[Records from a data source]
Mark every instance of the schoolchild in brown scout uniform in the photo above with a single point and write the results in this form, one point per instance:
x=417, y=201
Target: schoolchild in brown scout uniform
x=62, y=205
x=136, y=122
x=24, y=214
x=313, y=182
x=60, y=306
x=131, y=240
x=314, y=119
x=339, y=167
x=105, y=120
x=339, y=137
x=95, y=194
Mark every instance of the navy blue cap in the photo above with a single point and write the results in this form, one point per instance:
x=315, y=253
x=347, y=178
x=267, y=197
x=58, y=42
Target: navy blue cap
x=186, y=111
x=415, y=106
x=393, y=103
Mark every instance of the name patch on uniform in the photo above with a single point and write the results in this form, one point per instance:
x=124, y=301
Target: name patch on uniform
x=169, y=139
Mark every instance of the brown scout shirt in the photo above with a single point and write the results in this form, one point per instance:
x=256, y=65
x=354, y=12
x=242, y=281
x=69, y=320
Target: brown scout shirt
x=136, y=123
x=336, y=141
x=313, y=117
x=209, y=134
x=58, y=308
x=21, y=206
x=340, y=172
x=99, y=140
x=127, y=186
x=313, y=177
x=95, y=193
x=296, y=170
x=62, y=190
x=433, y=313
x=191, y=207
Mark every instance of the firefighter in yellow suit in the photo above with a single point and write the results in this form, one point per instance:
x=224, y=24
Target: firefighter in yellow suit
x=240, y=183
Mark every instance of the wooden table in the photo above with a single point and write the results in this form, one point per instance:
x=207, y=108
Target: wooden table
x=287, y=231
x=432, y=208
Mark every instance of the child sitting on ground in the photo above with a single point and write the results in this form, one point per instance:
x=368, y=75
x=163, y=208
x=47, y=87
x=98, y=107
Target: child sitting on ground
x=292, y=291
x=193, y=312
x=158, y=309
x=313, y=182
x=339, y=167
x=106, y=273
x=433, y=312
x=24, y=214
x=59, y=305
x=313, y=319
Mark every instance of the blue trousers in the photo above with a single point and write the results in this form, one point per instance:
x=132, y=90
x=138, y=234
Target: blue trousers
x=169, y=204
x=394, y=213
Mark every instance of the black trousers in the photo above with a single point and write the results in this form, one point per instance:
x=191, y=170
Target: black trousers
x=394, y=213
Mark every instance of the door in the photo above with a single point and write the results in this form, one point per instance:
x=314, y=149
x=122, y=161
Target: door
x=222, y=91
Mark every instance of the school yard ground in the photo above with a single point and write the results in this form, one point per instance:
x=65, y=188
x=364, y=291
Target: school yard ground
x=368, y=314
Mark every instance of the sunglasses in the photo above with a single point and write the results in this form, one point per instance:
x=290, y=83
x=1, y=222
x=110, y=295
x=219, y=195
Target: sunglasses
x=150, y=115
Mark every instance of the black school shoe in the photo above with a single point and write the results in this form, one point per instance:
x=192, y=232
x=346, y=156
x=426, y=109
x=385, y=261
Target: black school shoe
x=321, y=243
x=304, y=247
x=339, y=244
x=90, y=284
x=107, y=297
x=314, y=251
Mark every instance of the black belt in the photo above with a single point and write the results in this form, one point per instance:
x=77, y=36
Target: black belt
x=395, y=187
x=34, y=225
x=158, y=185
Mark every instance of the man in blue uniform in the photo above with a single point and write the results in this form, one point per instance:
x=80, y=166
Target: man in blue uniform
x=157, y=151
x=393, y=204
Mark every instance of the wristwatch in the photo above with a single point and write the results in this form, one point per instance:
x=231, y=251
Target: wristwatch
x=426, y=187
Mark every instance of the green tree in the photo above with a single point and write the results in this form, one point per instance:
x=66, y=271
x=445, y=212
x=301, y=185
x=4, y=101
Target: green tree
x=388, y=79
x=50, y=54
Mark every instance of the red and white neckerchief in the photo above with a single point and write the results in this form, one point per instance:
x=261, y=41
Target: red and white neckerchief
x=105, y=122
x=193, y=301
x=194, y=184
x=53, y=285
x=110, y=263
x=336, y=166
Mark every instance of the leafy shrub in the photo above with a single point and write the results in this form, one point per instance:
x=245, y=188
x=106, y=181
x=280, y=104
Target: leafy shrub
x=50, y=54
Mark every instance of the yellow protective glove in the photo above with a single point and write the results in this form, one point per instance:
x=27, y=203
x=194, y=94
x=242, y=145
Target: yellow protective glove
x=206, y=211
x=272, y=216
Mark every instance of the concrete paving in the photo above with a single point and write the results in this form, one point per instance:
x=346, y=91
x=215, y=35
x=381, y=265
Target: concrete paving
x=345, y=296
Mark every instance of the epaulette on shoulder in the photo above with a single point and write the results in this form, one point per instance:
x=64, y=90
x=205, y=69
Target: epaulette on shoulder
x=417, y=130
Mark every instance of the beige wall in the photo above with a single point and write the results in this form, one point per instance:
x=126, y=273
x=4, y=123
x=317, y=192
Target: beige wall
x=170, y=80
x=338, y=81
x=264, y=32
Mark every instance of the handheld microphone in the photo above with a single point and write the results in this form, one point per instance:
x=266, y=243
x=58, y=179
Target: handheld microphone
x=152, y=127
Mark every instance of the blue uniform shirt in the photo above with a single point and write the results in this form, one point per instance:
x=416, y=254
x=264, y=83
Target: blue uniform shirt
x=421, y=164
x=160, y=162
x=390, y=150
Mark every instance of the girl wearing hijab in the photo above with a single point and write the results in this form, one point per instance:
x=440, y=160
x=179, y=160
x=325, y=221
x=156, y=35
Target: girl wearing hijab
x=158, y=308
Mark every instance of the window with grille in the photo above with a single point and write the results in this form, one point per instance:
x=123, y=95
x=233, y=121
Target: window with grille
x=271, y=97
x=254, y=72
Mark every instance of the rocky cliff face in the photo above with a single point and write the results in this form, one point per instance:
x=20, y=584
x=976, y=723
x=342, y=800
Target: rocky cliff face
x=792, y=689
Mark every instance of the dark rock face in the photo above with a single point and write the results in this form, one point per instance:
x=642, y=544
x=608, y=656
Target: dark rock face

▶ Task: Look through the data above and return each line where the string "dark" occurs.

▶ Reply to the task:
Mark every instance of the dark rock face in the photo above with a single point and write the results in this form, one point per instance:
Target: dark rock face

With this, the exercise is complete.